- **Work to be completed**
Report each line of the listing that carries the word "blue".
==== Material provided ====
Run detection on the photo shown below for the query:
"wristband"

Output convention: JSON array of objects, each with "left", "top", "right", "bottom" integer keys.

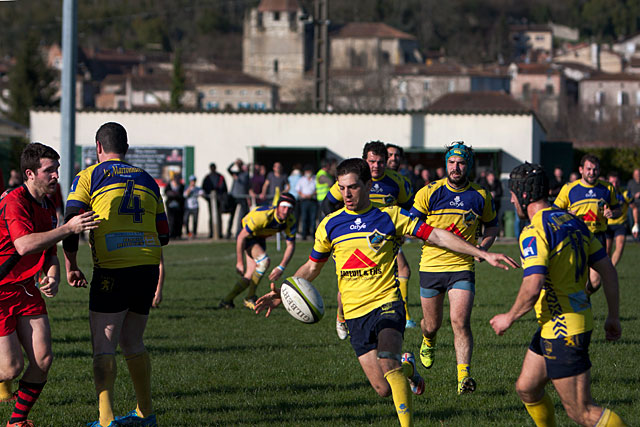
[{"left": 276, "top": 265, "right": 285, "bottom": 271}]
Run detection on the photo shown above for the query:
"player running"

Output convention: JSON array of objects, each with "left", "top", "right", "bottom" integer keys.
[
  {"left": 553, "top": 154, "right": 620, "bottom": 295},
  {"left": 323, "top": 141, "right": 413, "bottom": 339},
  {"left": 256, "top": 158, "right": 518, "bottom": 427},
  {"left": 491, "top": 162, "right": 626, "bottom": 427},
  {"left": 0, "top": 143, "right": 98, "bottom": 427},
  {"left": 63, "top": 122, "right": 170, "bottom": 427},
  {"left": 218, "top": 193, "right": 297, "bottom": 310},
  {"left": 409, "top": 141, "right": 498, "bottom": 394},
  {"left": 605, "top": 171, "right": 638, "bottom": 266}
]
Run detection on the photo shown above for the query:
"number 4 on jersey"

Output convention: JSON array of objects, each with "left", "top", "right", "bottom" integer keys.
[{"left": 118, "top": 179, "right": 145, "bottom": 222}]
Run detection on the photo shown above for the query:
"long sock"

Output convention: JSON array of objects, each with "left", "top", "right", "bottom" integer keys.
[
  {"left": 125, "top": 351, "right": 153, "bottom": 418},
  {"left": 246, "top": 272, "right": 262, "bottom": 299},
  {"left": 9, "top": 380, "right": 45, "bottom": 423},
  {"left": 457, "top": 364, "right": 470, "bottom": 382},
  {"left": 0, "top": 380, "right": 13, "bottom": 400},
  {"left": 398, "top": 277, "right": 411, "bottom": 320},
  {"left": 223, "top": 277, "right": 250, "bottom": 302},
  {"left": 384, "top": 367, "right": 413, "bottom": 427},
  {"left": 523, "top": 392, "right": 556, "bottom": 427},
  {"left": 596, "top": 408, "right": 627, "bottom": 427},
  {"left": 94, "top": 353, "right": 117, "bottom": 427}
]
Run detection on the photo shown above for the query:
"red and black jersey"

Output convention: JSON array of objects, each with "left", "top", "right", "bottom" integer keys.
[{"left": 0, "top": 185, "right": 57, "bottom": 286}]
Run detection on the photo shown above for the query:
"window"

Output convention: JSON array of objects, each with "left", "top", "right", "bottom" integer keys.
[
  {"left": 256, "top": 89, "right": 263, "bottom": 95},
  {"left": 595, "top": 108, "right": 603, "bottom": 121},
  {"left": 398, "top": 97, "right": 407, "bottom": 110},
  {"left": 535, "top": 35, "right": 545, "bottom": 41},
  {"left": 398, "top": 81, "right": 407, "bottom": 94},
  {"left": 595, "top": 91, "right": 605, "bottom": 105},
  {"left": 240, "top": 89, "right": 247, "bottom": 95},
  {"left": 206, "top": 101, "right": 219, "bottom": 110},
  {"left": 618, "top": 91, "right": 629, "bottom": 105},
  {"left": 273, "top": 11, "right": 280, "bottom": 21},
  {"left": 209, "top": 89, "right": 217, "bottom": 96},
  {"left": 117, "top": 100, "right": 126, "bottom": 110},
  {"left": 274, "top": 59, "right": 279, "bottom": 73},
  {"left": 448, "top": 81, "right": 455, "bottom": 92},
  {"left": 254, "top": 102, "right": 266, "bottom": 110},
  {"left": 238, "top": 101, "right": 251, "bottom": 109},
  {"left": 257, "top": 12, "right": 263, "bottom": 28},
  {"left": 289, "top": 12, "right": 297, "bottom": 30},
  {"left": 636, "top": 91, "right": 640, "bottom": 105},
  {"left": 225, "top": 89, "right": 232, "bottom": 95},
  {"left": 423, "top": 81, "right": 430, "bottom": 91},
  {"left": 381, "top": 51, "right": 390, "bottom": 65},
  {"left": 545, "top": 84, "right": 554, "bottom": 95},
  {"left": 144, "top": 92, "right": 158, "bottom": 105}
]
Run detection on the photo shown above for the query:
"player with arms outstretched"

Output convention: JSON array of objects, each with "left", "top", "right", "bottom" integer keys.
[
  {"left": 256, "top": 158, "right": 518, "bottom": 427},
  {"left": 63, "top": 122, "right": 170, "bottom": 427},
  {"left": 491, "top": 163, "right": 626, "bottom": 427}
]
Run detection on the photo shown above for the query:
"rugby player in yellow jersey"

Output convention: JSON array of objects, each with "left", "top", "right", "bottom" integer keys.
[
  {"left": 553, "top": 154, "right": 620, "bottom": 296},
  {"left": 255, "top": 158, "right": 518, "bottom": 427},
  {"left": 218, "top": 193, "right": 297, "bottom": 310},
  {"left": 410, "top": 141, "right": 498, "bottom": 394},
  {"left": 491, "top": 163, "right": 626, "bottom": 427},
  {"left": 63, "top": 122, "right": 170, "bottom": 427},
  {"left": 386, "top": 144, "right": 418, "bottom": 329},
  {"left": 323, "top": 141, "right": 414, "bottom": 340},
  {"left": 605, "top": 171, "right": 639, "bottom": 266}
]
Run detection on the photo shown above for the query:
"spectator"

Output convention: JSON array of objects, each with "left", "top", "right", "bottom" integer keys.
[
  {"left": 6, "top": 169, "right": 22, "bottom": 191},
  {"left": 288, "top": 164, "right": 302, "bottom": 226},
  {"left": 548, "top": 166, "right": 566, "bottom": 201},
  {"left": 569, "top": 171, "right": 579, "bottom": 182},
  {"left": 164, "top": 173, "right": 185, "bottom": 239},
  {"left": 202, "top": 163, "right": 228, "bottom": 238},
  {"left": 250, "top": 164, "right": 267, "bottom": 206},
  {"left": 415, "top": 167, "right": 431, "bottom": 190},
  {"left": 183, "top": 175, "right": 203, "bottom": 239},
  {"left": 295, "top": 165, "right": 317, "bottom": 240},
  {"left": 435, "top": 166, "right": 445, "bottom": 179},
  {"left": 315, "top": 159, "right": 335, "bottom": 203},
  {"left": 483, "top": 171, "right": 503, "bottom": 217},
  {"left": 627, "top": 168, "right": 640, "bottom": 210},
  {"left": 261, "top": 161, "right": 289, "bottom": 204},
  {"left": 227, "top": 159, "right": 251, "bottom": 238}
]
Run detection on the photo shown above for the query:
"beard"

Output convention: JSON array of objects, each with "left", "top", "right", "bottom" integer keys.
[{"left": 448, "top": 171, "right": 467, "bottom": 187}]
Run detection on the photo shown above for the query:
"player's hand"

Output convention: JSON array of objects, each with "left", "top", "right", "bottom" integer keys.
[
  {"left": 490, "top": 313, "right": 513, "bottom": 335},
  {"left": 66, "top": 211, "right": 101, "bottom": 234},
  {"left": 604, "top": 316, "right": 622, "bottom": 341},
  {"left": 632, "top": 223, "right": 639, "bottom": 239},
  {"left": 152, "top": 288, "right": 163, "bottom": 308},
  {"left": 255, "top": 282, "right": 282, "bottom": 318},
  {"left": 235, "top": 261, "right": 245, "bottom": 276},
  {"left": 603, "top": 205, "right": 613, "bottom": 219},
  {"left": 67, "top": 269, "right": 88, "bottom": 288},
  {"left": 482, "top": 252, "right": 520, "bottom": 270},
  {"left": 268, "top": 267, "right": 284, "bottom": 282},
  {"left": 38, "top": 275, "right": 59, "bottom": 298}
]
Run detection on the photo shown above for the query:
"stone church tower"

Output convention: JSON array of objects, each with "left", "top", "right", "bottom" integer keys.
[{"left": 243, "top": 0, "right": 310, "bottom": 104}]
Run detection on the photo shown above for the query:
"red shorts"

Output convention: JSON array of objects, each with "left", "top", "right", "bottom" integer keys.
[{"left": 0, "top": 282, "right": 47, "bottom": 337}]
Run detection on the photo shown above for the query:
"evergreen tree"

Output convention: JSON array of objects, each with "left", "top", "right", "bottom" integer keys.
[
  {"left": 170, "top": 49, "right": 185, "bottom": 110},
  {"left": 5, "top": 34, "right": 56, "bottom": 126}
]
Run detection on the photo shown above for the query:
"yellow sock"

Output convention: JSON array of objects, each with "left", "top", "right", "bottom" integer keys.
[
  {"left": 384, "top": 367, "right": 413, "bottom": 427},
  {"left": 224, "top": 277, "right": 250, "bottom": 302},
  {"left": 93, "top": 353, "right": 117, "bottom": 427},
  {"left": 0, "top": 381, "right": 12, "bottom": 400},
  {"left": 398, "top": 277, "right": 411, "bottom": 320},
  {"left": 523, "top": 392, "right": 556, "bottom": 427},
  {"left": 246, "top": 272, "right": 262, "bottom": 298},
  {"left": 125, "top": 351, "right": 153, "bottom": 418},
  {"left": 596, "top": 408, "right": 627, "bottom": 427},
  {"left": 457, "top": 364, "right": 470, "bottom": 382},
  {"left": 401, "top": 361, "right": 414, "bottom": 378}
]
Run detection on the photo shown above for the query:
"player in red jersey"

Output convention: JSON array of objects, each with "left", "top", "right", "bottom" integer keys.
[{"left": 0, "top": 143, "right": 98, "bottom": 427}]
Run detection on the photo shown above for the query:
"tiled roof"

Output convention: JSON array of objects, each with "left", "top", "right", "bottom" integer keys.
[
  {"left": 510, "top": 24, "right": 552, "bottom": 32},
  {"left": 515, "top": 63, "right": 561, "bottom": 75},
  {"left": 427, "top": 92, "right": 530, "bottom": 114},
  {"left": 192, "top": 70, "right": 276, "bottom": 87},
  {"left": 332, "top": 22, "right": 415, "bottom": 40},
  {"left": 394, "top": 63, "right": 463, "bottom": 76},
  {"left": 582, "top": 72, "right": 640, "bottom": 82},
  {"left": 257, "top": 0, "right": 299, "bottom": 12}
]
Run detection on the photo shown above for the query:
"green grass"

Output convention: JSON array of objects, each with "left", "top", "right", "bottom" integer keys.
[{"left": 2, "top": 240, "right": 639, "bottom": 426}]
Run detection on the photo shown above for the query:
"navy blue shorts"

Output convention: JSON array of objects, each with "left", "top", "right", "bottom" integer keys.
[
  {"left": 245, "top": 237, "right": 267, "bottom": 253},
  {"left": 529, "top": 328, "right": 592, "bottom": 379},
  {"left": 346, "top": 300, "right": 405, "bottom": 357},
  {"left": 593, "top": 231, "right": 606, "bottom": 248},
  {"left": 419, "top": 271, "right": 475, "bottom": 298},
  {"left": 605, "top": 224, "right": 627, "bottom": 239},
  {"left": 90, "top": 265, "right": 160, "bottom": 315}
]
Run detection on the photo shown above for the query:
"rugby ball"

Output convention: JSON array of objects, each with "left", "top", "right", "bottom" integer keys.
[{"left": 280, "top": 276, "right": 324, "bottom": 324}]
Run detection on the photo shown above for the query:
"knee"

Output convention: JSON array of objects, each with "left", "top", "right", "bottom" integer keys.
[
  {"left": 120, "top": 338, "right": 145, "bottom": 356},
  {"left": 515, "top": 378, "right": 541, "bottom": 403},
  {"left": 450, "top": 316, "right": 471, "bottom": 333},
  {"left": 372, "top": 382, "right": 391, "bottom": 397},
  {"left": 0, "top": 360, "right": 24, "bottom": 381}
]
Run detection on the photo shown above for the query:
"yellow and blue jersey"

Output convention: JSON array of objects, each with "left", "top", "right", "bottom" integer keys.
[
  {"left": 553, "top": 180, "right": 618, "bottom": 233},
  {"left": 310, "top": 205, "right": 427, "bottom": 319},
  {"left": 519, "top": 207, "right": 607, "bottom": 338},
  {"left": 608, "top": 189, "right": 632, "bottom": 226},
  {"left": 66, "top": 159, "right": 169, "bottom": 268},
  {"left": 326, "top": 169, "right": 413, "bottom": 209},
  {"left": 410, "top": 178, "right": 497, "bottom": 272},
  {"left": 242, "top": 205, "right": 297, "bottom": 241}
]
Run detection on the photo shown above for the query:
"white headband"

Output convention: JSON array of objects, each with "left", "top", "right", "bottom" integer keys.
[{"left": 279, "top": 201, "right": 294, "bottom": 208}]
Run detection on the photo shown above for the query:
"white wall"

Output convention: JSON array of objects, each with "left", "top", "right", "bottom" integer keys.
[{"left": 30, "top": 110, "right": 544, "bottom": 235}]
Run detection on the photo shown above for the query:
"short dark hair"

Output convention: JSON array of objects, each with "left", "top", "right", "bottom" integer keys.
[
  {"left": 386, "top": 143, "right": 404, "bottom": 158},
  {"left": 362, "top": 141, "right": 388, "bottom": 162},
  {"left": 337, "top": 158, "right": 371, "bottom": 184},
  {"left": 96, "top": 122, "right": 129, "bottom": 155},
  {"left": 580, "top": 154, "right": 600, "bottom": 168},
  {"left": 21, "top": 142, "right": 60, "bottom": 179},
  {"left": 607, "top": 170, "right": 619, "bottom": 179}
]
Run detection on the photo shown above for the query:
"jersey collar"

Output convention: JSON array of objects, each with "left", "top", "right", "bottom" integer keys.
[
  {"left": 345, "top": 203, "right": 373, "bottom": 215},
  {"left": 445, "top": 178, "right": 470, "bottom": 193}
]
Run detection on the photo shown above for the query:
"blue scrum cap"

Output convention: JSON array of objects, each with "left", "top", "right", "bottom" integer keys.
[{"left": 445, "top": 141, "right": 474, "bottom": 173}]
====
- **Expected output**
"navy blue shorts"
"yellow and blue jersey"
"blue scrum cap"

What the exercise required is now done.